- _Tasks_
- 1) State whether each of the following statements agrees with the passage on L2 speech perception models, answering yes or no and quoting the deciding words of the passage: (a) the Speech Learning Model holds that the ability to establish new phonetic categories declines after childhood; (b) the Perceptual Assimilation Model predicts that the Single Category type is the most difficult to discriminate; (c) the passage judges phoneme inventory comparison to be a sufficient way of assessing phonetic distances.
- 2) Carry on the passage on L2 speech perception models from the point at which it stops.

- _Selection_

-- Start --

L2 Speech Perception Models
Flege’s (1995, 2007) Speech Learning Model (SLM) posits that a learner’s L1 and L2 sound systems interact and exist in a common phonological space. The listeners’ ability to perceive the phonetic differences between an L2 sound from the nearest L1 sound or the closest L2 sound will lead to the establishment of a new phonetic category. In contrast, “equivalence classification” of an L2 sound with the nearest L1 category blocks the formation of a new phonetic category. Flege claims that learners’ ability to establish new phonetic categories remains intact throughout the life span and increases with their L2 experience. Perceptual learning will eventually lead to better production, although the alignment between perception and production may be partial only (FLEGE, 1999). Therefore, the SLM is a dynamic model that emphasizes learners’ L2 experiences with the target language.
The Perceptual Assimilation Model (BEST, 1994; BEST et al., 2001; BEST; TYLER) places more weight on the phonetic/gestural distances between the L1 and L2 sound systems in explaining the assimilation patterns. According to the PAM, several pairwise assimilation types are possible when two non-native phones are mapped on the L2 sound system. The pair of L2 phones may be assimilated to two different L1 phones, the Two Category (TC) type. The English /p/ and /b/ assimilated to Mandarin /pʰ/ and /p/ can be an example of the TC type. The pair of L2 phones may also be assimilated to a single L1 category equally poor or well, the Single Category type (SC). The English /l/ and /r/ to the single Japanese category /r/ is an example for the SC assimilation type. The two L2 sounds can also be assimilated to a single native category but one is a better fit than the other, the Category Goodness type (CG). An example of the CG type can be the French vowels /y/ and /u/ both mapped onto English /u/, but one might be considered to be a better fit than the other. The PAM model also predicts the degree of difficulties in discriminations of L2 sounds from the most to the least: SC > CG >TC (Best et. al., 2001). It is important to note that the PAM model better explains the naïve listeners’ L2 perception assimilation patterns as it does not take into account the L2 learning experience.
With regard to the methodologies of assessing phonetic distances between L1 and L2 speech sounds, phoneme inventory comparison is often used but not sufficient as the IPA symbols do not provide the detailed phonetic properties of sounds across languages. For example, as discussed earlier, Rochet’s (1995) findings on the phonetic differences between Portuguese and English /i/ and /u/ and their distances to the French /y/ sound provided strong evidence for the inaccuracy of direct phoneme comparisons across languages. Predictions based on phonetic/acoustic properties of phones across languages may not be sufficient either as such measurement does not always capture the most crucial phonetic cues of category distinctions. Cross-linguistic speech perception, that is, having the listeners identify the target L2 sounds as their L1 categories, adopted in recent L2 speech research, can be a more reliable method (GUION et al., 2000; FLEGE; WAYLAND, 2019; WANG; CHEN, 2019). In a cross-linguistic perceptual study to assess phonetic distances between Japanese and English consonants, monolingual Japanese speakers identified English consonants using Japanese consonant categories. The subsequent experiment found that phonetic distances between Japanese and English consonants, as established by the cross-linguistic direct mapping experiment, predicted discrimination patterns of English consonants by Japanese learners of English with different L2 experience (GUION et al., 2000).

-- End --

- _Dataset section_
-- Start --

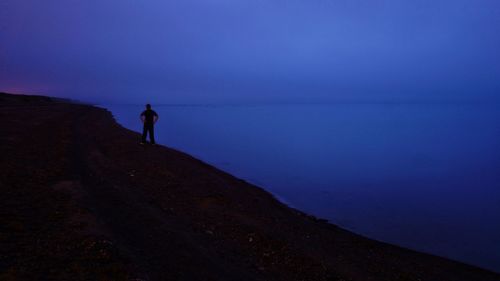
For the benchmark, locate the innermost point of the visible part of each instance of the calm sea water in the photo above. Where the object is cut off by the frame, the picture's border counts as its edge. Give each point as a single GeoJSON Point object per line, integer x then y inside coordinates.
{"type": "Point", "coordinates": [423, 176]}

-- End --

- _Task answers_
- 1)
(a) No: "Flege claims that learners’ ability to establish new phonetic categories remains intact throughout the life span and increases with their L2 experience."
(b) Yes: "The PAM model also predicts the degree of difficulties in discriminations of L2 sounds from the most to the least: SC > CG >TC"
(c) No: "phoneme inventory comparison is often used but not sufficient"

- 2)
L2 Perception Problems: Evidence From Mandarin Consonants
In a recent study on native English learners of Chinese as a Foreign language, (CFL), Wang and Chen (2019) adopted a cross-linguistic direct mapping method to assess the phonetic distances and differences between English and Mandarin consonants. The participants were 16 native American English speakers with some training in linguistics but with no exposure to Chinese. They identified 10 Mandarin consonants (z /ts/, c /tsʰ/, s /s/, j /tɕ/, q /tɕʰ/, x /ɕ/, zh /tʂ/, ch /tʂʰ/, sh /ʂ/, r /ʐ/ in C+/a/ syllables) using the closest English sounds in a ten-way forced choice task followed by a goodness rating task along a scale of 1 (poor) -7 (good). The listening tasks were performed in a classroom equipped with an internal speaker system. The test stimuli were randomized and played back three times with an inter stimulus interval (ISI) of 7 seconds for identification and goodness rating tasks. The 10 English labels used for the identifications are “cha” “sha” “sa” “ra” “ja” “za” “ta” “da” “ɵa” and “ða” (‘tha’ is avoided because it could not distinguish the voice contrasts). The results of the identification and rating tasks are presented in Table 1.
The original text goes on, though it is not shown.